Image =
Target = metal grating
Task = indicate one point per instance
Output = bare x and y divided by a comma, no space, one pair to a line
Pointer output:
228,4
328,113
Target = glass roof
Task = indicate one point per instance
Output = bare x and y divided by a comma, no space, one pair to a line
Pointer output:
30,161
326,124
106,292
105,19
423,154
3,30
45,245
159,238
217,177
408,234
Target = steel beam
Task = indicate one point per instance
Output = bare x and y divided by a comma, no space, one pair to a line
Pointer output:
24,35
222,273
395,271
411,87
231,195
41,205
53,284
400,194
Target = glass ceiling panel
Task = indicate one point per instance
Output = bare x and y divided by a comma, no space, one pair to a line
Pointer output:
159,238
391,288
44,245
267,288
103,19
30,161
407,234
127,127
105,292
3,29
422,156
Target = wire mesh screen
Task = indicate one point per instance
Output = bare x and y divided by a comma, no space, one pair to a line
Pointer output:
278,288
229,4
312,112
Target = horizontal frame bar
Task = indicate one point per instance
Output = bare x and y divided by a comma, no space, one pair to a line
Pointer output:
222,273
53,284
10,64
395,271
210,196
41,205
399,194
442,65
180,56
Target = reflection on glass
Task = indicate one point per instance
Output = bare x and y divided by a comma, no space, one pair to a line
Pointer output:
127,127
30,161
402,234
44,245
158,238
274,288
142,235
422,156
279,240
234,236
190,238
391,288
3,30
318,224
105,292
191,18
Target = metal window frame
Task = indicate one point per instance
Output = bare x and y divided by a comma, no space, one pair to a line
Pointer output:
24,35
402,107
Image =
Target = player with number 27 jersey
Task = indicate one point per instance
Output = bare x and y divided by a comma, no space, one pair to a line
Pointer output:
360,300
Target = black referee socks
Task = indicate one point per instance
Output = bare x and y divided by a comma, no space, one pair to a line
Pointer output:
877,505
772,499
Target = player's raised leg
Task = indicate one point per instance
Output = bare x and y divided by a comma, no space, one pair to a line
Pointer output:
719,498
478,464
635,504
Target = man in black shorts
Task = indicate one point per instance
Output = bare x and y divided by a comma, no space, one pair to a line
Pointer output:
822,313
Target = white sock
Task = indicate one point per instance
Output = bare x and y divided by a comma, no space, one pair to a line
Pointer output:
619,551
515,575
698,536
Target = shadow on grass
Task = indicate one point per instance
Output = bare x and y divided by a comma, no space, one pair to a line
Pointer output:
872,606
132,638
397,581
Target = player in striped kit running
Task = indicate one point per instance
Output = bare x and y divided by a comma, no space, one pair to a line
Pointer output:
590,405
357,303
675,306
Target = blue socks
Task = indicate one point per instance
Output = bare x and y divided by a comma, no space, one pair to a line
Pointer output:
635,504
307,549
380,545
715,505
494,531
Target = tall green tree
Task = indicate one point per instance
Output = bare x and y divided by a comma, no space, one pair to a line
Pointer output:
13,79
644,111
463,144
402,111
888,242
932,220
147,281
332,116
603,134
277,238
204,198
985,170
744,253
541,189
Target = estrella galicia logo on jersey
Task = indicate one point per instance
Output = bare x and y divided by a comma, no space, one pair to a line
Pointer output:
-------
Task instructions:
Set all of the records down again, exactly as they stand.

Task output:
Image =
Target = metal grating
Task = indicate one point per instance
Output = bare x and y divided by a comma, no space, one pair to a line
Pointer output:
228,4
328,113
Target = glass roof
Task = indicate one point per instance
Output = bare x and y divided by a comma, no space, one pair to a line
Pointer output:
30,161
326,124
106,292
105,19
423,154
3,30
45,245
159,238
217,177
408,234
Target = steel beam
Task = indicate one point per instance
Output = bare x and y divided by a comma, no space, one pair to a line
Pointer output:
24,35
222,273
395,271
411,87
231,195
41,205
53,284
400,194
Target = glass ceiling panel
Task = indicate one point per instance
Output = bare x and y divided by a comma, no space, one pair to a line
Pointer output:
159,238
391,288
44,245
267,288
103,19
30,161
407,234
127,127
105,292
3,29
422,156
Target = wire mesh screen
Task = indicate one point per instance
Output = bare x and y divided by a comma, no space, one pair to a line
Pointer output:
278,288
229,4
312,112
Target = horizontal frame bar
Task = indicate one point per instance
Output = bare x and y divided by a comma, no space, one pair to a line
Pointer output:
222,273
53,284
10,64
395,271
210,196
41,205
399,194
442,65
180,56
Target = reflection on glass
Task = indicate one point per instance
Output = bare x and y divided by a comma, no space, one pair to a line
Pointer output:
127,127
30,161
402,234
44,245
158,238
274,288
142,235
422,156
279,240
234,236
190,238
391,288
3,30
318,224
105,292
191,18
Target = metal window frame
Task = indicate one point per instance
Output = bare x and y divided by a comma, no space, one pair to a line
Pointer output:
24,35
402,107
Image =
Target = player with number 27 jersey
Task = indicate one point per instance
Output = bare x and y divided by a comma, no space, one pair to a line
Pointer output:
360,300
Target = black referee socks
Task = indicate one point per instance
Output = bare x and y divided by a comma, no space, one pair to a line
Pointer output:
877,505
772,499
Target = player's raised leg
Task = indicate one point per instance
Output = bare x and y divided by a comma, no space, one pair to a line
Pointer output:
719,498
478,464
635,504
Target = man in black shorts
Task = indicate one point per instance
Output = bare x and y divided by a comma, no space, one pair to a line
Pointer output:
822,313
Target = white sock
Task = indicate one point per instance
Output = bare x and y divided by a comma, no space, one pair to a line
Pointer output:
619,551
515,575
698,536
Target = shadow on grass
Task = indicate one point per instance
Output = bare x and y divided by a comma, no space, one pair to a line
Pointer output:
872,606
132,638
397,581
Target = player in striped kit running
Task = indicate one point per instance
Output = bare x and y divided by a comma, no space, one pair to a line
Pointer output:
590,405
357,303
675,306
Target = blue socks
Task = indicate one point per instance
Output = bare x and y divided by a comma, no space, one pair to a line
Pointer output:
635,504
307,549
380,545
715,505
494,531
Target = tall green tree
Task = indicate one point per instance
Output = bare x and y divided by a comma, no space, one pair to a line
Pointer output:
13,79
644,111
463,144
402,111
888,242
932,220
147,281
332,116
603,134
277,238
204,198
985,170
744,253
541,189
Target = estrella galicia logo on jersey
Task = indicate one point per instance
Output = bare x and y divided by a comma, no space, one pair to a line
Pointer output:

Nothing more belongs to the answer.